- [Aim of the task]: The line containing "the grassy field" and every line after it, through the last one below: output exactly these and nothing else.

═════ Records for processing ═════

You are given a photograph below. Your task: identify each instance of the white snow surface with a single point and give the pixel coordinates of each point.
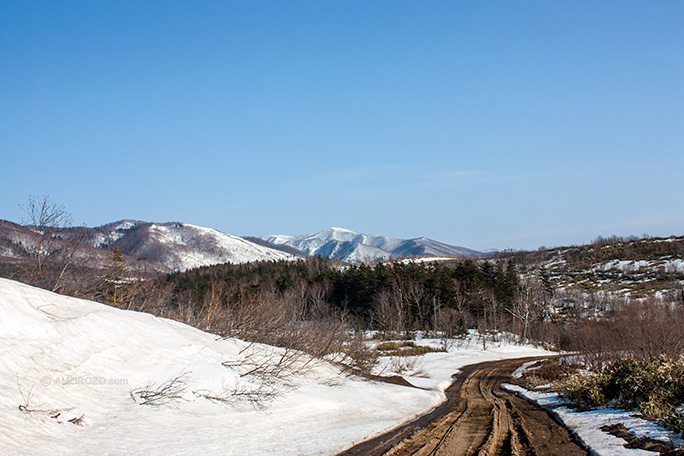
(350, 246)
(585, 425)
(195, 246)
(64, 358)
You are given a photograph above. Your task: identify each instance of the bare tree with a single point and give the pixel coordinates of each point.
(48, 220)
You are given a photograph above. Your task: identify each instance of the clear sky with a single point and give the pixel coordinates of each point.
(507, 124)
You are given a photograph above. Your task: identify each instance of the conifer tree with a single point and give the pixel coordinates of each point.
(115, 279)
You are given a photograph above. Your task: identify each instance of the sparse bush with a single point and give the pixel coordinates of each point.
(654, 387)
(170, 391)
(407, 348)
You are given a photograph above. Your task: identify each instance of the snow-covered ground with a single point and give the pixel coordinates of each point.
(586, 425)
(73, 376)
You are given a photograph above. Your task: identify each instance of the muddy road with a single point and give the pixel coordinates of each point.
(478, 418)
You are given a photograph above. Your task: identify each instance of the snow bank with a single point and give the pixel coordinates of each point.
(68, 359)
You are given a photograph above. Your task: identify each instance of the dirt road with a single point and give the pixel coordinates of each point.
(478, 418)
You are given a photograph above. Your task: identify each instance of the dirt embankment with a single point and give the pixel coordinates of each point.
(478, 418)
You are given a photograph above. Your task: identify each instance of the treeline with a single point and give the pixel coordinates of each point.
(397, 297)
(604, 249)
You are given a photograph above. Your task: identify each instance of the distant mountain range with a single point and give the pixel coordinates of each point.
(160, 247)
(350, 246)
(166, 247)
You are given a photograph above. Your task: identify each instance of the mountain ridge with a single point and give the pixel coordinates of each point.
(350, 246)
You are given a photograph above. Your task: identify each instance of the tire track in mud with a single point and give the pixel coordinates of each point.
(478, 418)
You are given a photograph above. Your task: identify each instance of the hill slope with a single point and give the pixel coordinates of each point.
(350, 246)
(160, 247)
(74, 373)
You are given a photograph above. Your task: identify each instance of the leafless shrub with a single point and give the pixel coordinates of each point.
(258, 395)
(27, 407)
(640, 329)
(170, 391)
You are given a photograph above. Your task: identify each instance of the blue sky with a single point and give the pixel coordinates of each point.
(507, 124)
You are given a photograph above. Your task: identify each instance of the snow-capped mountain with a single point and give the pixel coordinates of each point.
(350, 246)
(181, 246)
(161, 247)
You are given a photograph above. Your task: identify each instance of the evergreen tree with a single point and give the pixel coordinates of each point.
(115, 278)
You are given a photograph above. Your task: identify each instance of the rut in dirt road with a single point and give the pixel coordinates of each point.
(478, 419)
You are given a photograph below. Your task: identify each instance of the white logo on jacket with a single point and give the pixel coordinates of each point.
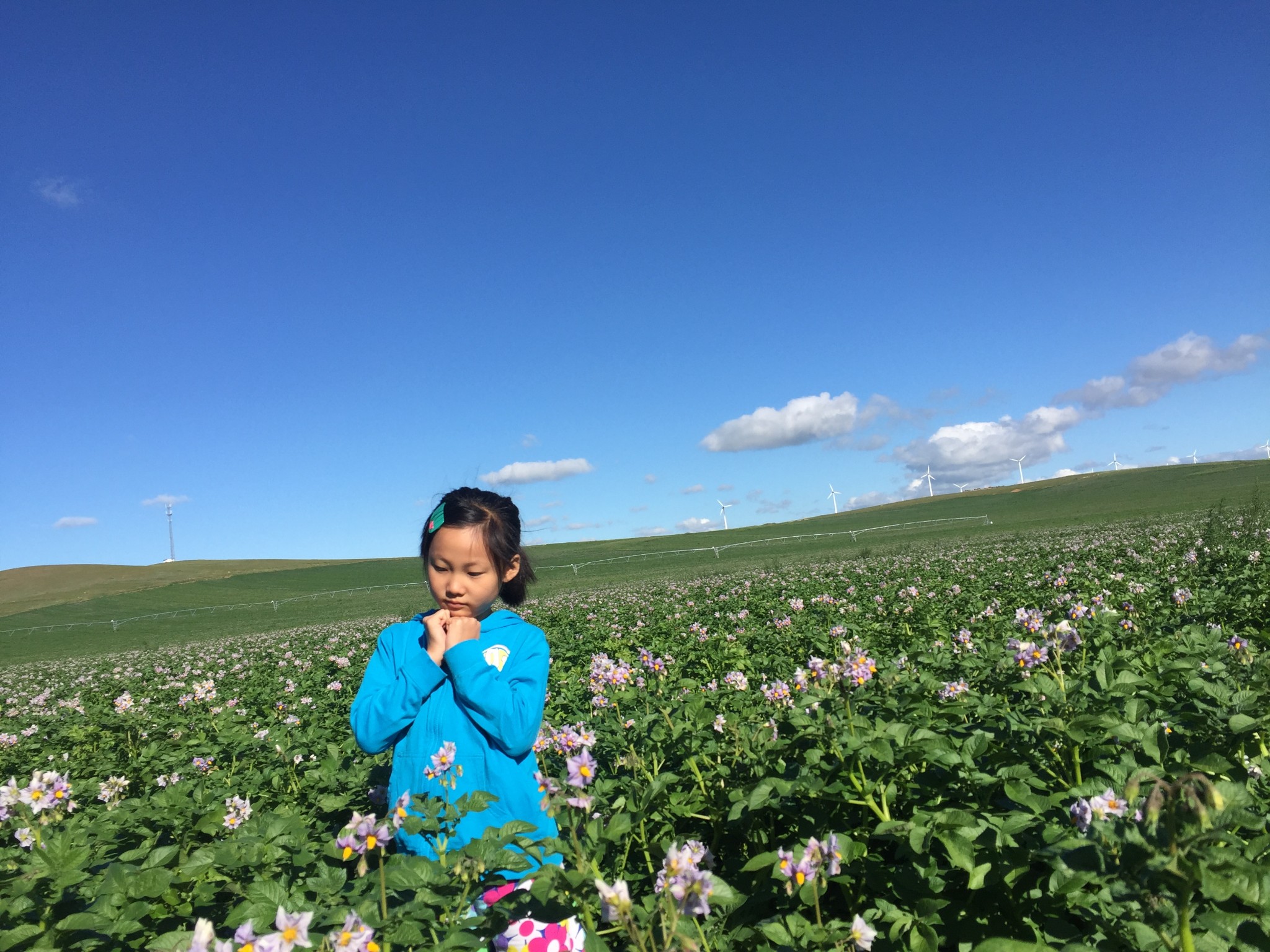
(497, 655)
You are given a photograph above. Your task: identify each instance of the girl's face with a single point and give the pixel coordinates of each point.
(460, 573)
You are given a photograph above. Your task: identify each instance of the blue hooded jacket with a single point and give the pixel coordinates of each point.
(487, 697)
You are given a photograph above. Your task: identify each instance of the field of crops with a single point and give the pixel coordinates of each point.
(1055, 739)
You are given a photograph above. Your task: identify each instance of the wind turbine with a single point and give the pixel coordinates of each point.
(1020, 461)
(723, 511)
(172, 545)
(833, 495)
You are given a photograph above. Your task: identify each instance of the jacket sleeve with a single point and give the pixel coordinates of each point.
(506, 705)
(390, 696)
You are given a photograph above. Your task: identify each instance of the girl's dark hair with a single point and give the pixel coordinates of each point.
(500, 528)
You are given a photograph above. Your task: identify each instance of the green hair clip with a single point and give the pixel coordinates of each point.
(438, 518)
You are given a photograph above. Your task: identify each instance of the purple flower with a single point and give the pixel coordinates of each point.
(402, 810)
(353, 936)
(1081, 814)
(293, 930)
(443, 759)
(582, 770)
(615, 901)
(1108, 804)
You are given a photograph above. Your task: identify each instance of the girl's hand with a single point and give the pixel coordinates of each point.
(436, 626)
(461, 630)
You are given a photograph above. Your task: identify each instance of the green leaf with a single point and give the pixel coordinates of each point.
(475, 801)
(778, 933)
(86, 920)
(1242, 724)
(172, 941)
(1013, 946)
(150, 884)
(161, 856)
(762, 861)
(11, 938)
(978, 874)
(267, 892)
(961, 850)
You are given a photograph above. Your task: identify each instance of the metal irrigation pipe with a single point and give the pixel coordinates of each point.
(717, 550)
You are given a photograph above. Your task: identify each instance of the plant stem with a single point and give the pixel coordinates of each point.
(384, 889)
(1188, 941)
(704, 943)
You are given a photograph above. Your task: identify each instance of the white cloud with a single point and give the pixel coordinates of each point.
(981, 451)
(164, 499)
(545, 471)
(866, 499)
(1150, 377)
(874, 441)
(695, 524)
(59, 191)
(801, 420)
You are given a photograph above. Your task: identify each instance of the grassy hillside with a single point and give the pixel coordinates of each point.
(1073, 500)
(38, 586)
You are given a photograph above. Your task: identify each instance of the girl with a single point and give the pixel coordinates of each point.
(463, 674)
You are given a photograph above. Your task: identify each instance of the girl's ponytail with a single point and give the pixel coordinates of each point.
(500, 528)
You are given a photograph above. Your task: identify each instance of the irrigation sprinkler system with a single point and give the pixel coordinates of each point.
(190, 612)
(717, 550)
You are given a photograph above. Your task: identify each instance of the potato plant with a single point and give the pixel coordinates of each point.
(1023, 742)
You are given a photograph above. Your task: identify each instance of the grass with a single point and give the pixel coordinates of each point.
(40, 586)
(61, 594)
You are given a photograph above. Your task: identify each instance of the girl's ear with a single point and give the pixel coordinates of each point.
(513, 569)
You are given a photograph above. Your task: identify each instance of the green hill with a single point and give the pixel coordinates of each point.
(38, 586)
(48, 596)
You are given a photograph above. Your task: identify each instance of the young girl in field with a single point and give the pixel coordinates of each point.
(466, 676)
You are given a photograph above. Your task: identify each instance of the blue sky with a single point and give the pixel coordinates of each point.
(308, 266)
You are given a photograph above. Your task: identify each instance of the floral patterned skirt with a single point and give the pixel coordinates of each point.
(533, 935)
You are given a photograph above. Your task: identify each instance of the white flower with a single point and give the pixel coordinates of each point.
(861, 935)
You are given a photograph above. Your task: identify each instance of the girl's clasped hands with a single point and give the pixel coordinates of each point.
(445, 631)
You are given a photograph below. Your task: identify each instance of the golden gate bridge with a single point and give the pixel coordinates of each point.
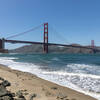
(45, 42)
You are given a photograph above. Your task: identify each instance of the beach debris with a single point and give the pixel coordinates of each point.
(20, 96)
(61, 96)
(7, 95)
(32, 96)
(5, 83)
(54, 88)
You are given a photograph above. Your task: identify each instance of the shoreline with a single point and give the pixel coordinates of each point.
(44, 89)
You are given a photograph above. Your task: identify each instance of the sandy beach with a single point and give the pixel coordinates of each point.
(44, 90)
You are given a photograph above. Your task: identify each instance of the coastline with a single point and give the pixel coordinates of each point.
(44, 89)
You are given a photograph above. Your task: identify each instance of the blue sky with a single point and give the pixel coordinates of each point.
(77, 21)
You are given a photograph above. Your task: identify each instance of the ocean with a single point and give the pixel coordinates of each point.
(80, 72)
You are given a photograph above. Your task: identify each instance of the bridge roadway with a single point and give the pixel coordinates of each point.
(30, 42)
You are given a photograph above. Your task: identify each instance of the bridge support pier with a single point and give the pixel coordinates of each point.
(1, 44)
(45, 45)
(2, 48)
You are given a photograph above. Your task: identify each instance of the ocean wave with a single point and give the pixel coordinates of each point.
(86, 83)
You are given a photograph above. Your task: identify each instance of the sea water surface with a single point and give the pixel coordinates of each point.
(80, 72)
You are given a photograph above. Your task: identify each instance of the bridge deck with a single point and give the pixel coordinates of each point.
(30, 42)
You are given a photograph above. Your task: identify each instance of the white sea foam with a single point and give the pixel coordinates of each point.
(77, 81)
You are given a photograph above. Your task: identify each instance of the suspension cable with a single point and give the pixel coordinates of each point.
(30, 30)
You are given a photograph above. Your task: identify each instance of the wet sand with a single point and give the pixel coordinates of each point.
(44, 90)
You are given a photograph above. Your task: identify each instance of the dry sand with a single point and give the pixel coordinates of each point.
(45, 90)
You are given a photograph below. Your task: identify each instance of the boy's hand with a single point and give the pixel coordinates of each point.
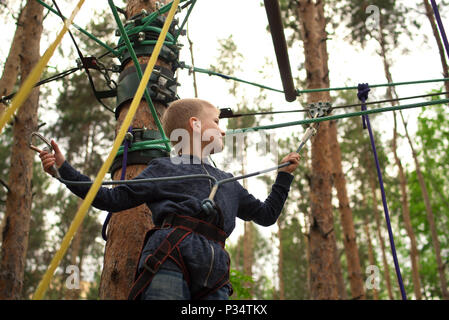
(49, 159)
(293, 157)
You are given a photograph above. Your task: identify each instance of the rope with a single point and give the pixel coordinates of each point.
(340, 116)
(440, 26)
(101, 43)
(37, 71)
(43, 285)
(362, 94)
(227, 113)
(83, 61)
(213, 73)
(374, 85)
(139, 70)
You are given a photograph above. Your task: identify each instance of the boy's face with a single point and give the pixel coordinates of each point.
(211, 133)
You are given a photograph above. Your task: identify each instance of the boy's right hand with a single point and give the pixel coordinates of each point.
(49, 159)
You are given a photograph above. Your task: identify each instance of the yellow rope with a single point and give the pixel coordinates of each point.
(37, 71)
(105, 168)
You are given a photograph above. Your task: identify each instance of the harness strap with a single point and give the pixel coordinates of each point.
(169, 248)
(154, 261)
(201, 227)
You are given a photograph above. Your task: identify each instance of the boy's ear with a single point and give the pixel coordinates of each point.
(194, 123)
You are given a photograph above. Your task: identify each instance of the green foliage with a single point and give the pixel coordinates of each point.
(240, 283)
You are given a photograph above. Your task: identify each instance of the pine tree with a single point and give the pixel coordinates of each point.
(18, 203)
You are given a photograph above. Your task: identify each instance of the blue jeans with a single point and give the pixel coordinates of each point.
(170, 285)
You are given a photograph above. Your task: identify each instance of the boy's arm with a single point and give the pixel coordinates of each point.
(117, 199)
(265, 213)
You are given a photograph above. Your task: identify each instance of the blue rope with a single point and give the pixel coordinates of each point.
(440, 26)
(363, 90)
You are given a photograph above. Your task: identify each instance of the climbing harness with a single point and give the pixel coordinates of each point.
(182, 227)
(363, 90)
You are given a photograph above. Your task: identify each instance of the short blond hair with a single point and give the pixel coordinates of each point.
(180, 111)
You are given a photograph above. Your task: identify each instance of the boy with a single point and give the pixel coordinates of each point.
(196, 266)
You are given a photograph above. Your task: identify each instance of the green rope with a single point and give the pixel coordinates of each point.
(140, 74)
(213, 73)
(185, 19)
(145, 145)
(101, 43)
(339, 116)
(373, 86)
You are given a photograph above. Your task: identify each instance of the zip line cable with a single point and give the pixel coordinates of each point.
(227, 112)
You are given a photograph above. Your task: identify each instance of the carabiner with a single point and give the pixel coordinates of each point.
(55, 172)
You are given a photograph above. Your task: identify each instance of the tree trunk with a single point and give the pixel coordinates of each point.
(127, 229)
(339, 274)
(371, 259)
(281, 263)
(18, 203)
(12, 63)
(322, 276)
(430, 217)
(381, 240)
(347, 222)
(436, 34)
(414, 255)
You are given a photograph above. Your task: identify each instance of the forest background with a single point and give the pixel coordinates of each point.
(274, 262)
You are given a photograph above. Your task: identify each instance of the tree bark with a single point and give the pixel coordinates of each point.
(322, 250)
(436, 34)
(281, 263)
(19, 201)
(347, 222)
(430, 217)
(127, 229)
(371, 259)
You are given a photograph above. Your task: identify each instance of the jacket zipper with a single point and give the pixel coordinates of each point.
(211, 264)
(211, 247)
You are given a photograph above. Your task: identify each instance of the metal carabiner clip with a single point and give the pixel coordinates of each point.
(54, 171)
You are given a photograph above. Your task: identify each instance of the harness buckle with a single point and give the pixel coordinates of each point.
(154, 265)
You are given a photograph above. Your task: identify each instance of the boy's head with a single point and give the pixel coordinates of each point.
(196, 122)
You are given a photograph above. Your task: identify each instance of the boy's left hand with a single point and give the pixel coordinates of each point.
(293, 157)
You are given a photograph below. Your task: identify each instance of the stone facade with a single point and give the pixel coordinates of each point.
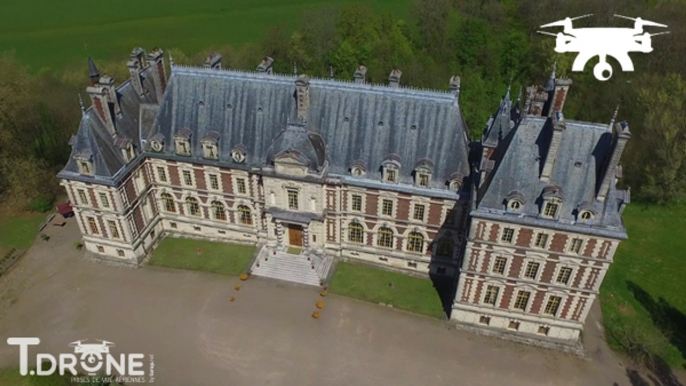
(379, 174)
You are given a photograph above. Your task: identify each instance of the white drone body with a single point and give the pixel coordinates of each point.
(603, 42)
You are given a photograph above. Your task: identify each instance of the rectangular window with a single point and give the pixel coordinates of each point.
(357, 203)
(541, 240)
(491, 295)
(418, 212)
(531, 270)
(214, 182)
(292, 199)
(240, 186)
(553, 305)
(564, 276)
(522, 300)
(508, 235)
(575, 247)
(387, 208)
(161, 174)
(114, 229)
(82, 197)
(499, 265)
(550, 210)
(104, 201)
(187, 179)
(93, 226)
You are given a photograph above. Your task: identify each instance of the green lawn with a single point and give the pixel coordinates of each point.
(371, 284)
(221, 258)
(645, 287)
(45, 33)
(19, 231)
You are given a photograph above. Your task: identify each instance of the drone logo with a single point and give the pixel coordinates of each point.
(603, 42)
(91, 353)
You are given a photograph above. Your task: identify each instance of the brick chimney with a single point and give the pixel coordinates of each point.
(621, 137)
(214, 61)
(302, 90)
(136, 65)
(360, 74)
(560, 95)
(265, 65)
(100, 98)
(559, 127)
(394, 78)
(159, 73)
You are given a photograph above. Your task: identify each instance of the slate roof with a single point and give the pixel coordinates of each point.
(357, 122)
(93, 136)
(575, 177)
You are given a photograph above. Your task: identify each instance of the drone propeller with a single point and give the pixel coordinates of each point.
(643, 22)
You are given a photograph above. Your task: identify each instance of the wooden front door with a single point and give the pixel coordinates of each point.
(295, 235)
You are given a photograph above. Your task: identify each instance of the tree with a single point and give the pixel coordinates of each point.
(663, 138)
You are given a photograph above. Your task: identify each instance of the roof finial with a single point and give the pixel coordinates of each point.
(614, 117)
(83, 108)
(93, 71)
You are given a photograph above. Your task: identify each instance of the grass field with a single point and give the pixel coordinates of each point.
(644, 288)
(18, 231)
(371, 284)
(45, 33)
(221, 258)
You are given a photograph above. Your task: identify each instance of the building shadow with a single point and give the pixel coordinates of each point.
(669, 320)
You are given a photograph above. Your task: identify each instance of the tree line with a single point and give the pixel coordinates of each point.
(490, 44)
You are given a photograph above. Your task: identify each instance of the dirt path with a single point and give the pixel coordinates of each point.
(266, 336)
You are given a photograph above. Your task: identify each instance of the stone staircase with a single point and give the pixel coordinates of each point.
(293, 268)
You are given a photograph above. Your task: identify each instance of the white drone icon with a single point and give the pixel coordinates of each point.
(601, 42)
(89, 352)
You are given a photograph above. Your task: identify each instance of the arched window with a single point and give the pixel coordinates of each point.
(218, 210)
(385, 238)
(355, 233)
(244, 215)
(193, 206)
(415, 242)
(168, 201)
(445, 247)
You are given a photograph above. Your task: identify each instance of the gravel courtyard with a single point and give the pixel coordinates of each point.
(266, 336)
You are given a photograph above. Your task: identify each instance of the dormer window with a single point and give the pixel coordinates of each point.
(515, 201)
(239, 153)
(586, 212)
(391, 168)
(210, 145)
(84, 161)
(182, 141)
(423, 172)
(358, 168)
(552, 201)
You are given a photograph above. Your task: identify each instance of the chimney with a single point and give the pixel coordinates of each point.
(265, 65)
(214, 61)
(394, 78)
(136, 65)
(101, 106)
(560, 95)
(455, 85)
(159, 74)
(302, 90)
(112, 99)
(360, 74)
(621, 137)
(559, 127)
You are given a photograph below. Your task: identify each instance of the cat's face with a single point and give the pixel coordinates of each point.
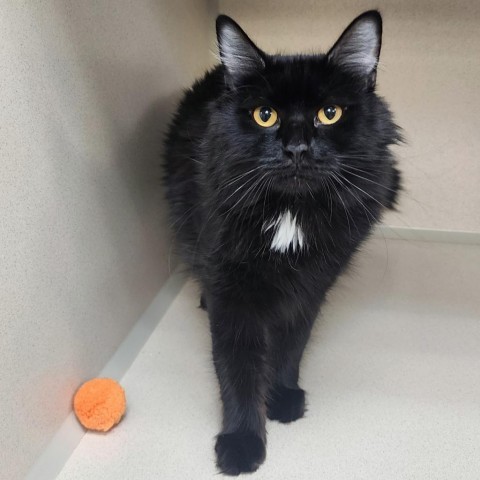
(299, 124)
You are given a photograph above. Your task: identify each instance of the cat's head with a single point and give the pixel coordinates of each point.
(299, 123)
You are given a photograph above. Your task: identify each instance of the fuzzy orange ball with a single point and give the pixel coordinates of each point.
(99, 404)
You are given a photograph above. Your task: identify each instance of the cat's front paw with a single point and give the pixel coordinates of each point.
(286, 404)
(239, 452)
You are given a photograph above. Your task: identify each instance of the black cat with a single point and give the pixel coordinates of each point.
(277, 169)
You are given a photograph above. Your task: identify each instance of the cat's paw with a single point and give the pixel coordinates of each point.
(286, 404)
(239, 452)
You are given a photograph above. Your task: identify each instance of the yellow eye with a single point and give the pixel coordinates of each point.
(265, 116)
(329, 114)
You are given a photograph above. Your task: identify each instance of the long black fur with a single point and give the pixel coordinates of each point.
(227, 178)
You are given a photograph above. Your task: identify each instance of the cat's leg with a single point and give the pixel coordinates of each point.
(203, 302)
(239, 354)
(286, 400)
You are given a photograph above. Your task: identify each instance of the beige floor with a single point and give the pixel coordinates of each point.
(392, 375)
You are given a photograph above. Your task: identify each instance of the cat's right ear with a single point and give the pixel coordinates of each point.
(240, 56)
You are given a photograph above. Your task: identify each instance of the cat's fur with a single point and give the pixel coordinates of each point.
(267, 218)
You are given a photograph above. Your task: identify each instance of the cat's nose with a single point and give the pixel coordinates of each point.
(297, 148)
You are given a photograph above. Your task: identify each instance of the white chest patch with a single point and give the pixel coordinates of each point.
(287, 233)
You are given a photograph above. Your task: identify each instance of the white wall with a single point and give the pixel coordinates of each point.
(429, 73)
(86, 88)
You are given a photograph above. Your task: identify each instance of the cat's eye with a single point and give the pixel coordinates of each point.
(265, 116)
(329, 114)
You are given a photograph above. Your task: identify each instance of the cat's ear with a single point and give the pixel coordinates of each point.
(238, 53)
(358, 48)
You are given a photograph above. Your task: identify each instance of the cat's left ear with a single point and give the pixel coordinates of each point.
(358, 48)
(240, 56)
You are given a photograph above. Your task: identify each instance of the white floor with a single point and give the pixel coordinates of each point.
(392, 375)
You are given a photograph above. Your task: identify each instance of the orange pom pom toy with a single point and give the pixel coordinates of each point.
(99, 404)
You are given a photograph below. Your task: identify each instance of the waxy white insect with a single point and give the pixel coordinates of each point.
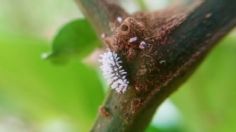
(113, 72)
(142, 45)
(133, 39)
(119, 19)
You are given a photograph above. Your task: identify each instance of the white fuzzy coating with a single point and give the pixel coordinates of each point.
(113, 72)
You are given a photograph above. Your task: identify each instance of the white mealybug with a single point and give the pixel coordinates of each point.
(113, 72)
(133, 39)
(119, 19)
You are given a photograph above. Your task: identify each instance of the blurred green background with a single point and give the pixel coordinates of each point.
(37, 95)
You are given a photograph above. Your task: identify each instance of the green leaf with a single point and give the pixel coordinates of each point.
(38, 89)
(75, 39)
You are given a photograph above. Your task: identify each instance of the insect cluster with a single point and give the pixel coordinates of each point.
(113, 72)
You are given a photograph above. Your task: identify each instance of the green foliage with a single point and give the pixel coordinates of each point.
(75, 39)
(38, 90)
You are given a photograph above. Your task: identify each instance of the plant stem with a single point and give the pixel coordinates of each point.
(185, 48)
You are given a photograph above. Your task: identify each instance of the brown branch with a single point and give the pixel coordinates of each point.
(177, 45)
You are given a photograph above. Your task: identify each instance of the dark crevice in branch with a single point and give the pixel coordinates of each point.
(180, 43)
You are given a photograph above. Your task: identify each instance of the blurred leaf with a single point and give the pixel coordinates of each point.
(39, 89)
(207, 100)
(76, 38)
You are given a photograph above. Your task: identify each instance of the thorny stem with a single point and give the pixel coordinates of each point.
(183, 51)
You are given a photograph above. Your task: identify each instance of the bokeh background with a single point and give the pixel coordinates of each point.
(37, 95)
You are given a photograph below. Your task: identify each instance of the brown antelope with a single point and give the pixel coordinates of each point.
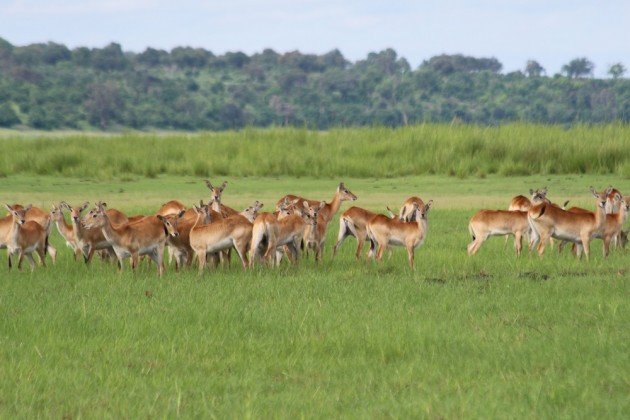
(549, 221)
(170, 208)
(88, 240)
(612, 231)
(522, 203)
(613, 201)
(330, 209)
(35, 214)
(144, 237)
(220, 235)
(286, 230)
(353, 222)
(487, 223)
(384, 231)
(406, 211)
(215, 199)
(65, 230)
(25, 237)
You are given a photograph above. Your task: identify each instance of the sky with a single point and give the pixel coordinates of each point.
(551, 32)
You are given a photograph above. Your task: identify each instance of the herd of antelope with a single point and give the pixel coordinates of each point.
(541, 221)
(211, 231)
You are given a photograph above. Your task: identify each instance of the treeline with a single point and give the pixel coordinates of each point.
(49, 86)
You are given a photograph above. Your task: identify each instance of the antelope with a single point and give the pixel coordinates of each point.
(353, 222)
(330, 209)
(612, 231)
(522, 203)
(170, 208)
(406, 213)
(487, 223)
(144, 237)
(234, 231)
(384, 231)
(613, 201)
(25, 237)
(215, 199)
(35, 214)
(548, 221)
(287, 229)
(65, 230)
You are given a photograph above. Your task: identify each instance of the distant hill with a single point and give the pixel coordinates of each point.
(48, 86)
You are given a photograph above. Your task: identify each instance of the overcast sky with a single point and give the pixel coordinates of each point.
(549, 31)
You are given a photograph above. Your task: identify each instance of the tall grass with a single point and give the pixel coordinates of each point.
(461, 150)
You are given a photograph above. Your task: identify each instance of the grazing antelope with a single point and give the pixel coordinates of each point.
(330, 209)
(384, 231)
(25, 237)
(65, 230)
(406, 211)
(144, 237)
(487, 223)
(215, 199)
(549, 221)
(171, 207)
(220, 235)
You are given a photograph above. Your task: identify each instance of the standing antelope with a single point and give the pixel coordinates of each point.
(487, 223)
(384, 231)
(25, 237)
(144, 237)
(326, 214)
(220, 235)
(549, 221)
(522, 203)
(406, 211)
(171, 207)
(287, 231)
(613, 201)
(65, 230)
(35, 214)
(88, 240)
(353, 222)
(215, 199)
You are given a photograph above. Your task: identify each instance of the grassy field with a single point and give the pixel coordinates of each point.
(458, 150)
(490, 336)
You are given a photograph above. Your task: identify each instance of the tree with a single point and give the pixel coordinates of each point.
(533, 69)
(578, 67)
(617, 70)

═════

- [Solution to this exercise]:
You are given a photograph above. Your task: identify each instance of the grassy field with a single point and give the pixel coordinates of each point.
(458, 150)
(490, 336)
You are given a photograph above. Your task: identify each instance of the tree with a single point and give the pixel coordinates of each point.
(533, 69)
(578, 67)
(617, 70)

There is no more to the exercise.